Given request:
Give the data below again, word for word.

start Given entries

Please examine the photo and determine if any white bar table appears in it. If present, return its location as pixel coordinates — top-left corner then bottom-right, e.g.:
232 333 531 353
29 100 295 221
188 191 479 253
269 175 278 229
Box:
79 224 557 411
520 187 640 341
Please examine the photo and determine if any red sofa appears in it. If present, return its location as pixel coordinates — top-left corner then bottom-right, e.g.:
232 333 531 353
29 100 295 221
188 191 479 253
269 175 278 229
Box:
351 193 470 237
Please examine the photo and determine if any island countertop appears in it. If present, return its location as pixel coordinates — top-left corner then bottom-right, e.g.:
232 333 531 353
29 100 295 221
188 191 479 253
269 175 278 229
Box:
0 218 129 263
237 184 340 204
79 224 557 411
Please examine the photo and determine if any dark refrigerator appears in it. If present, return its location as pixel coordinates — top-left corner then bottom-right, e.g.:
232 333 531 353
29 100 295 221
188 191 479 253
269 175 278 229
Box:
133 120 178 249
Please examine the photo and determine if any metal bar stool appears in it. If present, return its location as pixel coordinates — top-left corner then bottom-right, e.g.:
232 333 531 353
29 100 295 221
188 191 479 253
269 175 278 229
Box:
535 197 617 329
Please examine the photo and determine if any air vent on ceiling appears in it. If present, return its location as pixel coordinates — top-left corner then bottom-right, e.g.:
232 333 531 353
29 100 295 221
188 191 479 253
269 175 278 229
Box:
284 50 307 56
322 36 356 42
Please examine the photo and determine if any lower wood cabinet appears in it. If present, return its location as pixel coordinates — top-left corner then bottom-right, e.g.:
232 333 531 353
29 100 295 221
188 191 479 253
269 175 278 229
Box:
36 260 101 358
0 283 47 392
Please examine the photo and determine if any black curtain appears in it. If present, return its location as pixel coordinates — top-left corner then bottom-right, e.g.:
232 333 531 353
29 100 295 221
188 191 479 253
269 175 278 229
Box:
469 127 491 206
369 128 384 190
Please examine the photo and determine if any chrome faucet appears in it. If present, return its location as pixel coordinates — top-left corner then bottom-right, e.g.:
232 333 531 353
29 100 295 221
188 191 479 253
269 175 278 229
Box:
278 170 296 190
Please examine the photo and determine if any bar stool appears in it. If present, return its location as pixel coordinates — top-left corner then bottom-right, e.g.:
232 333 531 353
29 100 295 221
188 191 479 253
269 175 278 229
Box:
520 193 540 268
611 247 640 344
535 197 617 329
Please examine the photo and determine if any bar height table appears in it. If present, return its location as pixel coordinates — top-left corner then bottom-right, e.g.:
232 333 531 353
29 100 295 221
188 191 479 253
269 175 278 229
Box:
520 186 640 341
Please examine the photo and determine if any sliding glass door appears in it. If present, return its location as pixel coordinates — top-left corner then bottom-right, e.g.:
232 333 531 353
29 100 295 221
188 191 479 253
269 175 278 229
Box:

end Given entries

Completed task:
Please examine the photo and determine if any white bar table appears in it. If present, return its location as pixel coordinates — top-left corner then bottom-right, e.g.:
232 333 531 353
29 100 295 221
188 191 479 253
269 175 278 229
Box:
79 224 557 411
520 187 640 341
Please examine the photo and determine if any red sofa appears in it. If present, return its location as pixel coordinates — top-left corner then bottom-right, e.g.:
232 333 531 353
29 100 295 221
188 191 479 253
269 175 278 229
Box:
351 193 470 237
Please examine the photo and determine if any island countertop appears in it. If present, return its location as pixel coordinates — top-left corner then bottom-right, e.g.:
232 333 531 353
29 100 295 221
188 191 479 253
269 175 278 229
Box:
0 218 129 263
237 184 340 204
79 224 557 411
Please examine the photo and determine if any dark refrigerator appears in it. If present, return its location as pixel coordinates — top-left corner then bottom-right, e.g.:
232 333 531 353
29 100 295 221
188 191 479 253
269 175 278 229
Box:
133 120 178 249
Please examine the photo and determine if any metal bar stool appears in it. If present, return its location as pixel coordinates — top-left corner then bottom-right, e.g.:
232 333 531 353
29 100 295 221
188 191 479 253
269 175 278 229
Box:
535 197 617 329
Please examine the photo and determine if any air vent on ceiling appears in it. If present, return its location as pixel coordinates — top-left corner then bottom-right, e.g.:
232 333 531 353
29 100 295 221
188 191 479 253
269 175 278 229
Box:
284 50 307 56
322 36 356 42
Please examine the photo and determine if any lower wood cabinet appears in it. If present, return its location as pixel coordinates — top-left corner then bottom-right, e.g.:
232 333 531 353
29 100 295 221
188 191 479 253
269 175 278 229
Box:
36 260 101 358
0 283 47 392
Please examine the photo and determine if any black curtain appears in it. If present, return its location as pixel coordinates — top-left corner then bottom-right, e.g.:
232 333 531 353
29 100 295 221
188 191 479 253
269 175 278 229
Box:
469 127 491 206
369 128 384 190
Please examine the photo and determine if any chrome faucet appears in it. If present, return its location as pixel coordinates — top-left corner then bottom-right, e.g.:
232 333 531 353
29 100 295 221
188 191 479 253
269 175 278 229
Box:
278 170 296 190
Please examine the photo and determine if any bar stool appears in it. If present, return its location as pixel coordinates — top-left corner then bottom-right, e.g.:
232 333 531 353
29 100 295 221
188 191 479 253
269 175 278 229
Box:
520 193 540 268
611 247 640 344
535 197 617 329
Please examine the photo and determine if any bar height table appears in it. If present, return its location as pixel coordinates — top-left corner then bottom-right, e.g.:
232 333 531 353
29 100 295 221
188 191 479 253
269 175 278 229
Box:
520 186 640 341
Please examine the photo and determine if any sliding glass door appears in it. If present, return its location as pixel coordinates — top-left corner then bottom-right, e.g.:
232 333 531 353
29 100 295 221
188 191 479 253
269 175 278 229
Box:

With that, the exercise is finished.